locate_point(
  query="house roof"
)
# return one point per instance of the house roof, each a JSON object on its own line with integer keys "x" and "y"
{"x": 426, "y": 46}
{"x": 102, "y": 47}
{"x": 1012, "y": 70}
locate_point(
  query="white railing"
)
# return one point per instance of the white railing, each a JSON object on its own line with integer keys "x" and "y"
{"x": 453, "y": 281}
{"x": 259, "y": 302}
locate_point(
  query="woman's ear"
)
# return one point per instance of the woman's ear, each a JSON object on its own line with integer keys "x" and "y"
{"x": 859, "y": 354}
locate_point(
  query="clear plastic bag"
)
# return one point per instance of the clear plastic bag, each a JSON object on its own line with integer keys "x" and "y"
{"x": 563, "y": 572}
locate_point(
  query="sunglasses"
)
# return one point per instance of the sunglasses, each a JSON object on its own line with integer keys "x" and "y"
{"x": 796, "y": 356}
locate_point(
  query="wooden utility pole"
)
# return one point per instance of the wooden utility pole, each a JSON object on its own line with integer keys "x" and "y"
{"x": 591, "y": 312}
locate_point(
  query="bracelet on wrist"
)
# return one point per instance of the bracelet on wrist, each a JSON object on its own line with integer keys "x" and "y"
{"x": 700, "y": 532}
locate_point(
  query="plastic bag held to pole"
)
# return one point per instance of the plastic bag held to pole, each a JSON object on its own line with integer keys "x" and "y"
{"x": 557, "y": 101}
----
#### Stated goal:
Write every line of the material above again, exactly.

#### Final answer:
locate_point(
  query="house roof"
)
# return one point per instance of the house roof, each a JSON object on its own line with integer keys "x" and "y"
{"x": 426, "y": 46}
{"x": 102, "y": 47}
{"x": 1012, "y": 70}
locate_point(
  query="white railing"
)
# return one point per instance of the white railing, each a JSON object on its own line with integer keys "x" and "y"
{"x": 453, "y": 281}
{"x": 259, "y": 302}
locate_point(
  query="woman's ear"
)
# return one point per instance of the woman's ear, each a JSON object on its own line with integer keys "x" and "y"
{"x": 859, "y": 354}
locate_point(
  query="clear plastic bag"
)
# return one point per instance of the clear plastic bag, each a JSON object on its own line with integer keys "x" and "y"
{"x": 563, "y": 572}
locate_point(
  query="sunglasses"
)
# return one point per instance of the sunglasses, each a JSON object on its own line with integer keys "x" and "y"
{"x": 796, "y": 356}
locate_point(
  query="wooden utility pole"
)
# return one point per instance of the wooden utility pole, each a JSON object on its own line with integer keys "x" and "y"
{"x": 591, "y": 312}
locate_point(
  query="bracelet on wrist"
)
# return one point per instance of the bracelet on wrist, each a JSON object on its own line with integer keys "x" and "y"
{"x": 700, "y": 532}
locate_point(
  query="plastic bag held to pole"
)
# return one point per instance of the plastic bag held to pole, each a JSON object on its own line with integer keys "x" and "y"
{"x": 557, "y": 101}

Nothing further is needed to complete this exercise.